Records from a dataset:
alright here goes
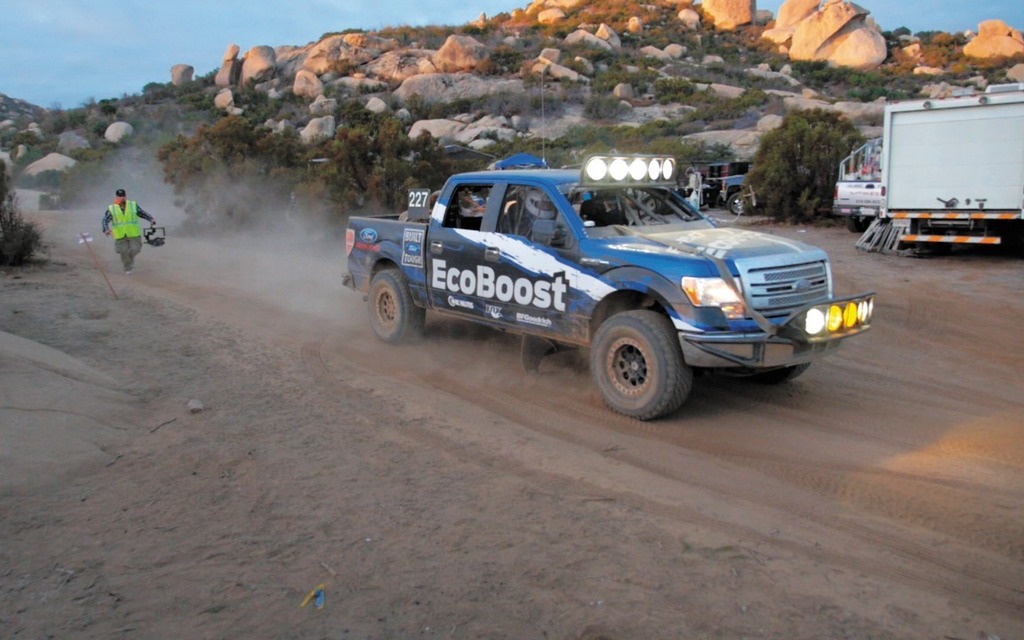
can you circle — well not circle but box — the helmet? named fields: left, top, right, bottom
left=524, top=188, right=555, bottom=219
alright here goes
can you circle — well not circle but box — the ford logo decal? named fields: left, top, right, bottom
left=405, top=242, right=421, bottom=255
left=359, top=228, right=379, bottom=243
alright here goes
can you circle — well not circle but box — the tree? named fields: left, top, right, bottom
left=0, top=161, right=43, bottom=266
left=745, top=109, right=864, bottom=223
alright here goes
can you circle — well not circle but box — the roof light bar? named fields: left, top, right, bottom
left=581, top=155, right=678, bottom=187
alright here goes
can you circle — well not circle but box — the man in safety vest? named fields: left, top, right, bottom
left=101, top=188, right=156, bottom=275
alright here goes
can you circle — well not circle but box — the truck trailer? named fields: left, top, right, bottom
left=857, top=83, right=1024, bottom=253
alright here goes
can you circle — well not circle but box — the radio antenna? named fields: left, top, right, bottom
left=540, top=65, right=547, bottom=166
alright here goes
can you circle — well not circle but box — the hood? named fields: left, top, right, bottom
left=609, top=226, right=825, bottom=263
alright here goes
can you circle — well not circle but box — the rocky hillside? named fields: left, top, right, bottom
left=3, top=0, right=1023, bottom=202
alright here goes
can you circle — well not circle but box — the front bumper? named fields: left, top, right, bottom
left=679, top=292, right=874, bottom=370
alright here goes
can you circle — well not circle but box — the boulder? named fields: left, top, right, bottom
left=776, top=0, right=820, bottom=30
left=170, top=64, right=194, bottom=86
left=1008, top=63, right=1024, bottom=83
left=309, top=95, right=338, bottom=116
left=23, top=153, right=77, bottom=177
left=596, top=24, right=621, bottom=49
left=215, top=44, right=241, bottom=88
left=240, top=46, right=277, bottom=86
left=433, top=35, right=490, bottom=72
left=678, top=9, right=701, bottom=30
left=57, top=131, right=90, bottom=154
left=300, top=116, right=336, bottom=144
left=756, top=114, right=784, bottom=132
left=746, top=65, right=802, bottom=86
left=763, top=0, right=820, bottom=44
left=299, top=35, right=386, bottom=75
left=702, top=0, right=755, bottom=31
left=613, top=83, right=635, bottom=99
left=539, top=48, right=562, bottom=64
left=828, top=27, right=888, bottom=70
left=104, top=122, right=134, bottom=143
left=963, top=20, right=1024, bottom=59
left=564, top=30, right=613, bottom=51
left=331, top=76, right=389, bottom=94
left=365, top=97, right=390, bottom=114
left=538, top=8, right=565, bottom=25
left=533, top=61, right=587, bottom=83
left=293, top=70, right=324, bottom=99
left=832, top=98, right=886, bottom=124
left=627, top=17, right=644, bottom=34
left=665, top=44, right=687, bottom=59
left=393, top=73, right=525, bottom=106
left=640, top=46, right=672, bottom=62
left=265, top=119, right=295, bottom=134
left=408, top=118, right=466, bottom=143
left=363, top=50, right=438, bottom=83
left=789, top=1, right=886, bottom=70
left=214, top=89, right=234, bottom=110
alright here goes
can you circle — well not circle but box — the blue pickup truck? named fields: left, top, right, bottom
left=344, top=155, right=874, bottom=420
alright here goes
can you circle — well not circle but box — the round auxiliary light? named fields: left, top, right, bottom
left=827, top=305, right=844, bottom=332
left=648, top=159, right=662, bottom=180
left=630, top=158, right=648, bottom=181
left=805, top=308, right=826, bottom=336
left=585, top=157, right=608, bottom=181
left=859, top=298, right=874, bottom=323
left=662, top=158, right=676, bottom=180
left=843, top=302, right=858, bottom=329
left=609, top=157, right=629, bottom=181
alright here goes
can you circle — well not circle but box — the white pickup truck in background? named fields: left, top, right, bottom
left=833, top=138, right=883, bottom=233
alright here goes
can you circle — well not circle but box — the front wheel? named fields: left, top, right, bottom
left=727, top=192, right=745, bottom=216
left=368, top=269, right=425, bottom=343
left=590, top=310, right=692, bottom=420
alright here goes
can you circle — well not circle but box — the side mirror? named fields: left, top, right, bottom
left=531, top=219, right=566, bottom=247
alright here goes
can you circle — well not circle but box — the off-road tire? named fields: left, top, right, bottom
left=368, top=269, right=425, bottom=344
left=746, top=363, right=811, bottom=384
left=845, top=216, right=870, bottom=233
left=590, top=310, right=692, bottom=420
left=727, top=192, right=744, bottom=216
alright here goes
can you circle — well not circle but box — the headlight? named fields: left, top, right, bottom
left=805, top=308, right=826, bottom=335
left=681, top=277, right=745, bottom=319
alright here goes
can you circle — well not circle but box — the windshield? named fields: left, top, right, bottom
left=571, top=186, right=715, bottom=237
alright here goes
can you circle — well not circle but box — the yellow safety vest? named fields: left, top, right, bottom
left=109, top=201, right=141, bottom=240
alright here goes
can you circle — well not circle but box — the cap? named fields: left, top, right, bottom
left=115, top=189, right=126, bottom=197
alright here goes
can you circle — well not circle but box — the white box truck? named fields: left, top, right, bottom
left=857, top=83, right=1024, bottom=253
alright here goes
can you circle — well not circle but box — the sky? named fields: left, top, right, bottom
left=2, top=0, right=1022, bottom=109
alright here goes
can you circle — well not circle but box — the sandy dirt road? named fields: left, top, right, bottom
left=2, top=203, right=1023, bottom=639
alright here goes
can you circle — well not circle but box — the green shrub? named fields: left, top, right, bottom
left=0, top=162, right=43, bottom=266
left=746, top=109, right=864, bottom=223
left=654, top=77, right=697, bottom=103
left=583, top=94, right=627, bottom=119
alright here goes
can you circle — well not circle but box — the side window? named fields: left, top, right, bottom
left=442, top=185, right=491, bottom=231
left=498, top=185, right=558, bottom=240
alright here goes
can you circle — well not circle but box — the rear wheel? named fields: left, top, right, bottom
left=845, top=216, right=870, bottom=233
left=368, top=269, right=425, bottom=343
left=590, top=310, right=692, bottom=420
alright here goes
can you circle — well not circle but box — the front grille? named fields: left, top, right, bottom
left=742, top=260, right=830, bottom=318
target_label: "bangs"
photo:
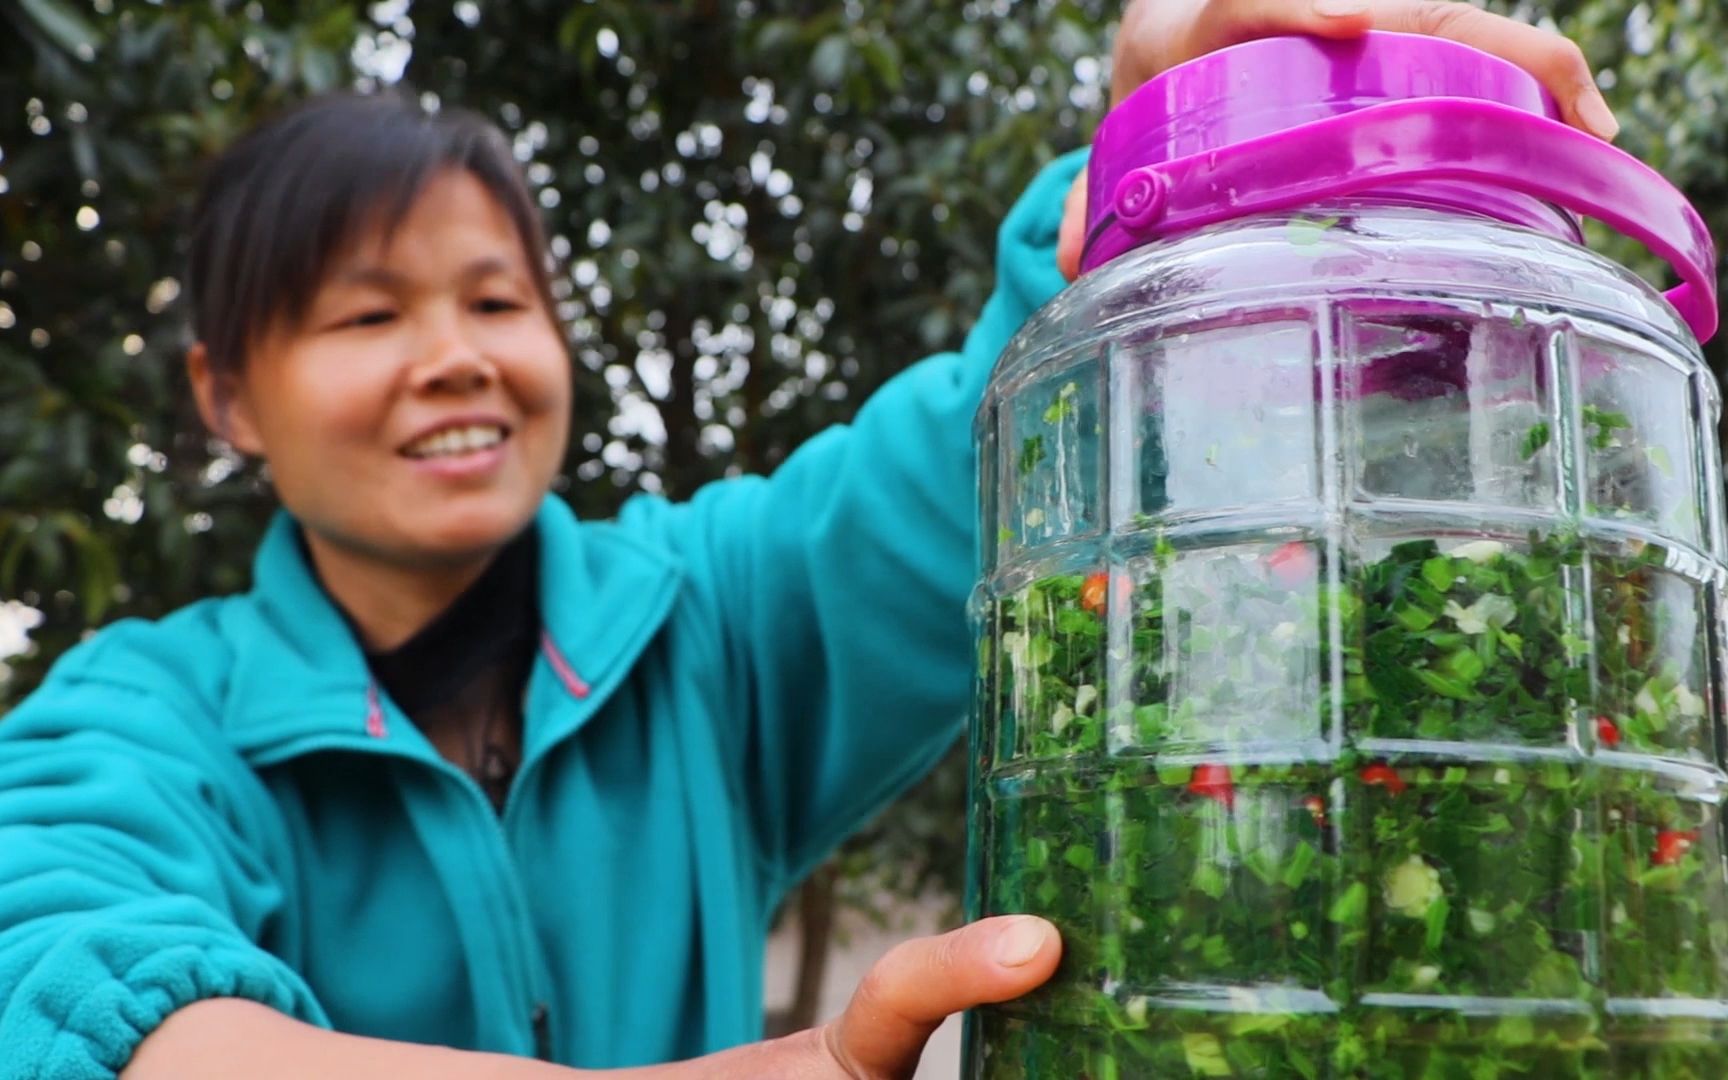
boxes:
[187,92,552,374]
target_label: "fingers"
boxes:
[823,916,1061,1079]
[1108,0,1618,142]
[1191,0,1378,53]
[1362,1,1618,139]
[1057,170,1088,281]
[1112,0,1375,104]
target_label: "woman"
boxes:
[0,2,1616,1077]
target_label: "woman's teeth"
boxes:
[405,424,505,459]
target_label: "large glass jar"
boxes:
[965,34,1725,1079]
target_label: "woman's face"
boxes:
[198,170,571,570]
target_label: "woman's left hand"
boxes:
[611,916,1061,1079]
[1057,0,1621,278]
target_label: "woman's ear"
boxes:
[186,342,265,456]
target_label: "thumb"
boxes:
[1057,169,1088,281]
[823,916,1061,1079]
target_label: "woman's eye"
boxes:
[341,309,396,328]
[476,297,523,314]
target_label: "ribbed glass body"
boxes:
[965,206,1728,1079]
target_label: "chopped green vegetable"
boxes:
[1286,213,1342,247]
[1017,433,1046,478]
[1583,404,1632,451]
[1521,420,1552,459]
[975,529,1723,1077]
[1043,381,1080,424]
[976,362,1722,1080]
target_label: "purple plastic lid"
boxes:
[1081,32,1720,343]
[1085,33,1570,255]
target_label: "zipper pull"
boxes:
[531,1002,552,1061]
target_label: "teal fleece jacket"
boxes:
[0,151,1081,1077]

• WHAT TO DO: Only the number should be given: how many lines in the data contain the string "glass".

• RESULT BELOW: 2